課題の目的 ::
親知らずの移植に関する文章において、移植の成功率は10年後の生存率でどの程度とされていますか。

本文抜粋 ::
_____

親知らずの移植の実際 成功率やリスク・費用など
2022年8月17日
津市久居の歯医者「ナカニシ歯科医院」です。親知らずの移植という処置をご存じでしょうか?治療の選択肢として知らない人が多いかと思われます。移植についてのお話です。
親知らずを抜歯し、それを歯がないところに移す治療をいいます。親知らずは埋まっている人もいれば生えてくる人もいます。変な方向に生えてくる人もおり、そのあり方は人それぞれです。その親知らずの状態が良ければ、スペアの歯として使用することができます。
一般的に奥歯と言われる「大臼歯」ですが、ここはよく噛むところであるため、虫歯やトラブルが多い歯でもあります。そのため、虫歯や歯周病で抜歯になる確率が一番高い部位となります。
もし抜歯になると入れ歯、ブリッジ、インプラントという手法がありますが、親知らずが正常であればスペアの歯として治療できる可能性があります。
成功率は10年後の生存率で90%近くあります。もちろん失敗例もあるため絶対ではありません。移植をする部位の歯茎など、歯周組織の状態が良好であればあるほど成功率が高いです。
実際によくある話ですが、状態が悪く抜歯と宣告された歯を、症状が乏しいから抜かずにそのまま使えるところまで使っていたという患者様がいらっしゃいます。もちろん1つの考え方としてありますが、実際に抜歯となった時、抜いた後の歯茎の状態が非常に悪くなります。具体的には歯茎や骨が周りと比べ痩せ細ってしまい、その後の歯を入れる治療(入れ歯・ブリッジ・インプラント)にとって不利な状態となります。状態が悪い歯を使えるまで使っていく場合は、その考え方のデメリットを十分に理解し、一方で悪化状態を定期的に状態を確認、検診を受けることが大切です。
まずは歯がないところに、移植する歯が入るようにスペースを確保します。抜歯と同時に移植することもあれば、外科で治癒した骨を歯が入る分だけ削ることもあります。
移植できる準備ができたら、親知らずを抜歯し、移植します。移植後は固定が大切なので、縫合で固定するか、前後の歯をワイヤーなどを連結させて固定します。
移植した歯が周囲の歯茎と生着するまで期間を置きます。状態によって期間が変わりますが、早くても数ヶ月待つことが多いです。期間を置いてから、周囲の歯に合うような被せ物を作ります。移植の時は固定が絶対なので、噛み合う歯に揺さぶられないように噛む面を削り、当たらなくします。そのため、被せ物を作り、あらためて噛み合うようにする必要があります。
親知らずの移植のリスクとして、外科処置であるということ、絶対に成功するわけではないということです。外科処置としては術後の痛みや腫脹が生じることがあります。痛みが出ないこともありますが、出たとしても薬を飲めば落ち着く範囲のことが多いです。ただし絶対ではないので場合によっては腫れと痛みが続くかもしれません。
費用は親知らずに限っては保険適応です。親知らず以外の歯を移植する場合は保険適応外となります。
親知らずの移植という選択肢は親知らずがないとできず、移植しても一生持つかどうかはわかりません。もし移植しなければ次の選択肢として入れ歯や、前後の歯を削るブリッジというものになり、他の関係のない歯の寿命を奪うことになります。周りの歯の延命のために移植があるという考え方が良いではないでしょうか。

_____

表示データ ::
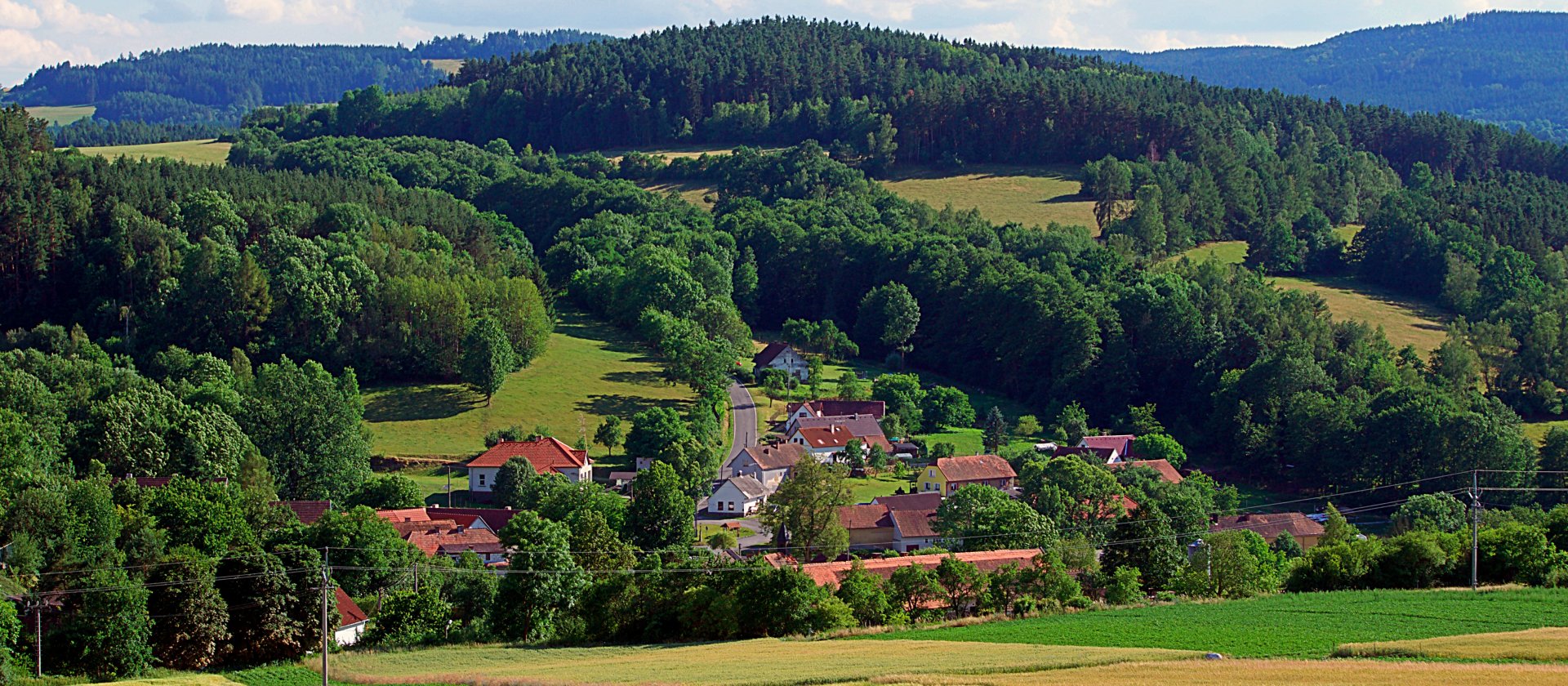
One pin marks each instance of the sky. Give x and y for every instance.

_____

課題の解答 ::
10年後の生存率で90%近くとされています。